## What the task requires
The lines to return are those below that contain the word "sheep".

***** Available data *****

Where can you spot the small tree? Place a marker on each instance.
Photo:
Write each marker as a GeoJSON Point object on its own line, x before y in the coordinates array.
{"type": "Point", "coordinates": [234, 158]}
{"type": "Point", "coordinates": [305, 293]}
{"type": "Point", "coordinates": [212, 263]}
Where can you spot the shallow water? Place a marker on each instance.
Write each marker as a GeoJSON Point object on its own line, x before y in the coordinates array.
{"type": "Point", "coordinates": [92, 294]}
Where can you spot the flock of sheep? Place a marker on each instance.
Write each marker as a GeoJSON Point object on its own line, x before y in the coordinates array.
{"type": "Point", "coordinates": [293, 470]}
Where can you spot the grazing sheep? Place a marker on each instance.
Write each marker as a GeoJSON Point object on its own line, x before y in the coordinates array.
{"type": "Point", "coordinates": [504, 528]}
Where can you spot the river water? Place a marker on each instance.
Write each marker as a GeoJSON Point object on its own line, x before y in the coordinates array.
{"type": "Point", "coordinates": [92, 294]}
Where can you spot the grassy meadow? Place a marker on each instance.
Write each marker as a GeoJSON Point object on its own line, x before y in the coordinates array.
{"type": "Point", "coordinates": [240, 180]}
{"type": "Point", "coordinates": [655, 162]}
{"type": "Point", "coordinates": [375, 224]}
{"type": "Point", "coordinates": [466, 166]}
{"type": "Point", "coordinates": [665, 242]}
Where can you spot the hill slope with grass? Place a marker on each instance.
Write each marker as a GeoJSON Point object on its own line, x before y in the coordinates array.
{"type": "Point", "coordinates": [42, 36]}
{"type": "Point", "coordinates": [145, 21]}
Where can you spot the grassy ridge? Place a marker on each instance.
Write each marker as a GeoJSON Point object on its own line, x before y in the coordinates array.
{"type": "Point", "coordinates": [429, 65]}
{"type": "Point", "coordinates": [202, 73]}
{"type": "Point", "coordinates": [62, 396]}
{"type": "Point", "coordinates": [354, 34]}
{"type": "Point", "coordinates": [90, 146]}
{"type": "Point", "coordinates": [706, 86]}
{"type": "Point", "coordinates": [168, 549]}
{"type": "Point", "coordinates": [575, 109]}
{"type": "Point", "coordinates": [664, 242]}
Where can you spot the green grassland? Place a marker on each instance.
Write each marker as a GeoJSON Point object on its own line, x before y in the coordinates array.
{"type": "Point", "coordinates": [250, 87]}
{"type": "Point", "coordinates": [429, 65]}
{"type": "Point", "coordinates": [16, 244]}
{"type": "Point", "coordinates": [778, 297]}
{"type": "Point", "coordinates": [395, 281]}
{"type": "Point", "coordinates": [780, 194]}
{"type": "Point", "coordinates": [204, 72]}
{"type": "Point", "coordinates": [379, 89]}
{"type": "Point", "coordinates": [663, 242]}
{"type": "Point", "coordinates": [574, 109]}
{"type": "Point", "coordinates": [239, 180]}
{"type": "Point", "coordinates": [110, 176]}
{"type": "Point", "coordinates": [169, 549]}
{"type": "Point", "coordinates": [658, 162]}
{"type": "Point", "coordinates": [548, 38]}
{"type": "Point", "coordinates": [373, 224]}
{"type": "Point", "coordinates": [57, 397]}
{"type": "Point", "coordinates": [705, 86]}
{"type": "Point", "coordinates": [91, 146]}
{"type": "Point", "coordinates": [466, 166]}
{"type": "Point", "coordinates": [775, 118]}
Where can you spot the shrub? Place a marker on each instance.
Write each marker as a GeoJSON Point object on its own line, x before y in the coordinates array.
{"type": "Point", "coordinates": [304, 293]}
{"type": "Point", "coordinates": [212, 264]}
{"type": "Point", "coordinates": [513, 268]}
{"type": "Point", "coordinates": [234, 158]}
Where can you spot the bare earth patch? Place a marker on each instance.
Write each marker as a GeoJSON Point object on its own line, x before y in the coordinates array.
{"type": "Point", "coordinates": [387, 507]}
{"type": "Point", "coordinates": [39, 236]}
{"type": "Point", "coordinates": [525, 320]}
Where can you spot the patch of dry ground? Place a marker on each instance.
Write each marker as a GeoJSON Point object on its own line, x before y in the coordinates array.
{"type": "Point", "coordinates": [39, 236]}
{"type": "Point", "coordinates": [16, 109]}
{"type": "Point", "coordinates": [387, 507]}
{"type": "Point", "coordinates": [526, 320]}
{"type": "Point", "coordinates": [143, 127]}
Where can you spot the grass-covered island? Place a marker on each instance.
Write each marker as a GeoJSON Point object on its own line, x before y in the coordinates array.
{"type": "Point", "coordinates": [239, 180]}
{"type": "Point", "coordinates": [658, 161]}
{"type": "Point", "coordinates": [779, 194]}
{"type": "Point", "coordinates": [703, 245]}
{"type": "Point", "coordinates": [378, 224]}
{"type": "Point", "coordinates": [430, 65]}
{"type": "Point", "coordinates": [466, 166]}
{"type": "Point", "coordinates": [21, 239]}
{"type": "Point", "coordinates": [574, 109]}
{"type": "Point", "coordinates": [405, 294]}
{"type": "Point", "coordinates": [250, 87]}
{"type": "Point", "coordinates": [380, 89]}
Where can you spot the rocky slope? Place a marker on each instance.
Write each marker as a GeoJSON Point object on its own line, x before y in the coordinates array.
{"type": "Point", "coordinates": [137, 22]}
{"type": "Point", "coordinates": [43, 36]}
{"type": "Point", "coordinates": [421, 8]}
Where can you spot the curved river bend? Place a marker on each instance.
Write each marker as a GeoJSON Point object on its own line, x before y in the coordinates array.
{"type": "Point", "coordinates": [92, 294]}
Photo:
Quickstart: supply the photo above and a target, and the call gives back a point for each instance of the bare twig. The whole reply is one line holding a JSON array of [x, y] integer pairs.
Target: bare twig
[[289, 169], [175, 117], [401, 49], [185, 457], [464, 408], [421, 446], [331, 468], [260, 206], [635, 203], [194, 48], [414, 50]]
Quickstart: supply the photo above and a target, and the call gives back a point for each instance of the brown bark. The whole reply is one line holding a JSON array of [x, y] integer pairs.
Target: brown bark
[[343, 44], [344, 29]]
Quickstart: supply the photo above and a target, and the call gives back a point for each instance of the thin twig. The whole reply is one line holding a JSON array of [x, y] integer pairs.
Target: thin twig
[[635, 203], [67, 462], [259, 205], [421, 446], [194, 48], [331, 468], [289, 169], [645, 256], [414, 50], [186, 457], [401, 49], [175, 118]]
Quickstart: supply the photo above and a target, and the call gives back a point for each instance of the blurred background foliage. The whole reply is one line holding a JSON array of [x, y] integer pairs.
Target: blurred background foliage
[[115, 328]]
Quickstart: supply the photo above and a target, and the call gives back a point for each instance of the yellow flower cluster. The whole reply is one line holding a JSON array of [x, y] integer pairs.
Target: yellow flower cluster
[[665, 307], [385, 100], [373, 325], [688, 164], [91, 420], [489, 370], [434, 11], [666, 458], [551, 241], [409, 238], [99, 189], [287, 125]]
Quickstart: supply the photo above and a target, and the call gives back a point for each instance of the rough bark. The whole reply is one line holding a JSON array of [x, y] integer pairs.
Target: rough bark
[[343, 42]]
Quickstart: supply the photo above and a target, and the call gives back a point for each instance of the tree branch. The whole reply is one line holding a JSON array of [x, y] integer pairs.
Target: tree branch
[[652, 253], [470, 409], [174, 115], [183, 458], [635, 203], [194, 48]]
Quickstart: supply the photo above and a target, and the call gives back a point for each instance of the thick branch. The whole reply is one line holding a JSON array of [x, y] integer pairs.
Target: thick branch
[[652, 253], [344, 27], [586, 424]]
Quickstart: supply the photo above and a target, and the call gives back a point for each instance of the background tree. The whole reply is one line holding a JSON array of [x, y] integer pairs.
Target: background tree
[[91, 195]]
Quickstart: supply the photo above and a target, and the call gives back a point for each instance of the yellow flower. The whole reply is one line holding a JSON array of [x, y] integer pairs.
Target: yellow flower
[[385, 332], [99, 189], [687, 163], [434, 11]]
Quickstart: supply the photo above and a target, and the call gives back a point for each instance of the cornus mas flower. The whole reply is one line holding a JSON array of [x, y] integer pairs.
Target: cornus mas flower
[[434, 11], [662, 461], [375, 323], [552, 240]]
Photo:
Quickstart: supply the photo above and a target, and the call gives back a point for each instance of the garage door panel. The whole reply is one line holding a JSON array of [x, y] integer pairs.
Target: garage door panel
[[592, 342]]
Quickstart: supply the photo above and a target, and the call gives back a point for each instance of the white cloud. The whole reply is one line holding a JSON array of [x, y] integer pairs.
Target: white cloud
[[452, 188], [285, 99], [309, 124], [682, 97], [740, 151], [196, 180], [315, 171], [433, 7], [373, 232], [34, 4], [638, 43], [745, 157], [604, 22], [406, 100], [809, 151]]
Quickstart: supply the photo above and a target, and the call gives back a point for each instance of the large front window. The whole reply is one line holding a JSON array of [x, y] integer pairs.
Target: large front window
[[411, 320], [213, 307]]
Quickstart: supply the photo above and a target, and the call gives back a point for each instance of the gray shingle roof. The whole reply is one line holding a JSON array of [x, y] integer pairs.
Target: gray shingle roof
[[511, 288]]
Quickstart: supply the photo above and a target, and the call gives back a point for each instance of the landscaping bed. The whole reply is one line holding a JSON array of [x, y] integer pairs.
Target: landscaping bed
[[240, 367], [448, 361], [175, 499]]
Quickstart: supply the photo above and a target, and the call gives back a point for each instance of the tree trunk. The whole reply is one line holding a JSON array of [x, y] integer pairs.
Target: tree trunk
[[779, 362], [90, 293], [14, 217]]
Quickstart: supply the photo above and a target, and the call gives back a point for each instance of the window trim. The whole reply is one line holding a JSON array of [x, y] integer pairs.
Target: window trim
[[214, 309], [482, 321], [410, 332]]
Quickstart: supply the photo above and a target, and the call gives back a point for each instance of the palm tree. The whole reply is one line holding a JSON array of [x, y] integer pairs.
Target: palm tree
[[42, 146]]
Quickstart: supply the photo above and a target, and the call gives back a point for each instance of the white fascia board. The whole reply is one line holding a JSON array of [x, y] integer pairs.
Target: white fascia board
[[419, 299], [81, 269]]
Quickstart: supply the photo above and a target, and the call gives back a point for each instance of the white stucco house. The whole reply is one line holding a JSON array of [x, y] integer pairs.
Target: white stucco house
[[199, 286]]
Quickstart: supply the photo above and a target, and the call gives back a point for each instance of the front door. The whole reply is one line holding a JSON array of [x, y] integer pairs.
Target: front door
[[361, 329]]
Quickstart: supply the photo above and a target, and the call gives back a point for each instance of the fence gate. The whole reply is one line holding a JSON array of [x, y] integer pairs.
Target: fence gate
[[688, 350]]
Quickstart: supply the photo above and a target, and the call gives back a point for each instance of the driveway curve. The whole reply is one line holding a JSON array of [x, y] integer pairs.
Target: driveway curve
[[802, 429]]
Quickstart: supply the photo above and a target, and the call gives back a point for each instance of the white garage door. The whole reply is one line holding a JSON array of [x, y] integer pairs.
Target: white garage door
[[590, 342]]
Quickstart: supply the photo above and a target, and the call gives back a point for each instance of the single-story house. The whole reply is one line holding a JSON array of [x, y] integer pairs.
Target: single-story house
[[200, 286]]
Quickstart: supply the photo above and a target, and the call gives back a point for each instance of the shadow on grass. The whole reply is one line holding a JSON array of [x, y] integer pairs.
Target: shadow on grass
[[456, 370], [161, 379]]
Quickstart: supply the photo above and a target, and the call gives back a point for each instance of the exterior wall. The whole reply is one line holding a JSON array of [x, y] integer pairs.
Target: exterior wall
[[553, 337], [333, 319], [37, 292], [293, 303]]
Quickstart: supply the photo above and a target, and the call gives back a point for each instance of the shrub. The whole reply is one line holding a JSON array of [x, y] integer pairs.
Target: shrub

*****

## Result
Where can you spot the flock of sheep? Place a marker on each instance.
Where can you spot the grazing sheep? Place a marker on each instance.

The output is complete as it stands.